What you will do: Put the lines of the data below into a JSON list of strings, one string per line with blank lines left out, covering everything from the first line down to the line containing "point(499, 644)", both included.

* * *

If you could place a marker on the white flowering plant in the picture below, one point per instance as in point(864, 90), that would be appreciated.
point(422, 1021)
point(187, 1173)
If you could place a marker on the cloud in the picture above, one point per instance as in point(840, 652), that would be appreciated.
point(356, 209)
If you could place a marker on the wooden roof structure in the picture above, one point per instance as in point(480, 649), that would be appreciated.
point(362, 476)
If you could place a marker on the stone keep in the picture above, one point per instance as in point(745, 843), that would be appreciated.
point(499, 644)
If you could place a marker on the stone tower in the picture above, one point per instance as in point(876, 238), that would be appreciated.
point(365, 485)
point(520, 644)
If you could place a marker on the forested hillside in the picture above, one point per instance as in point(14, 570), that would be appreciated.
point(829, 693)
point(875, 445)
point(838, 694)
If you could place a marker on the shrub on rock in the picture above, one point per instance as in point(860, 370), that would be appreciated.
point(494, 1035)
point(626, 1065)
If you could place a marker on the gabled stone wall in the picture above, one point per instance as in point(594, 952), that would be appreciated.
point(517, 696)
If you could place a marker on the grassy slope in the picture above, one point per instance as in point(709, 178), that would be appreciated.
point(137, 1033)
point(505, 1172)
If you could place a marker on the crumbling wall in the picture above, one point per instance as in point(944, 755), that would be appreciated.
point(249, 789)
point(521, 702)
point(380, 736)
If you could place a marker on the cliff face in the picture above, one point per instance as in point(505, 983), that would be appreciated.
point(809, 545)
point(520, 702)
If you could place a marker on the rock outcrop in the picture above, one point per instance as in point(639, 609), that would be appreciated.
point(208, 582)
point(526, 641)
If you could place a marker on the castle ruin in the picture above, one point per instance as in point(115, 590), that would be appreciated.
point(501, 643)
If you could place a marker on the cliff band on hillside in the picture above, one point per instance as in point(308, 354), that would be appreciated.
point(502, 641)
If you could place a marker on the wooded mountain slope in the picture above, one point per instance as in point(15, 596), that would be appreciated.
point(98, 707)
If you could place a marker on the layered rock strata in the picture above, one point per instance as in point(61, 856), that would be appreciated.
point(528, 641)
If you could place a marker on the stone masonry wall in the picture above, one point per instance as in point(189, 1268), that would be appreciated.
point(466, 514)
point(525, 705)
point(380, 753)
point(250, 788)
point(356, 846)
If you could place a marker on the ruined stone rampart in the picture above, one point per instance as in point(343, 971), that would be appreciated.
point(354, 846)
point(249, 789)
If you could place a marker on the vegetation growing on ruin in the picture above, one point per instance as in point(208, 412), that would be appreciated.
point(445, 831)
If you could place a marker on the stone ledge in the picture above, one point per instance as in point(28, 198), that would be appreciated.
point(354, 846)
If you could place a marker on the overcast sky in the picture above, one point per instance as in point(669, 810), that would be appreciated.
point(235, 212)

* * *

Result below:
[
  "If you could place a marker on the white flowering plant in the picture below, one point per instance as in point(864, 90), that would be appreciated.",
  "point(422, 1021)",
  "point(187, 1173)",
  "If you could place a marker on the cloud in the picture above, one point per instance as in point(840, 652), that would be appreciated.",
  "point(356, 209)",
  "If you could place a marker on the wooden roof structure in the picture above, one point per instance as in point(480, 649), that would be appreciated.",
  "point(362, 476)",
  "If you could place a marker on the stone keep in the picture above, one point per instance as in point(745, 843), that would be appreciated.",
  "point(499, 644)"
]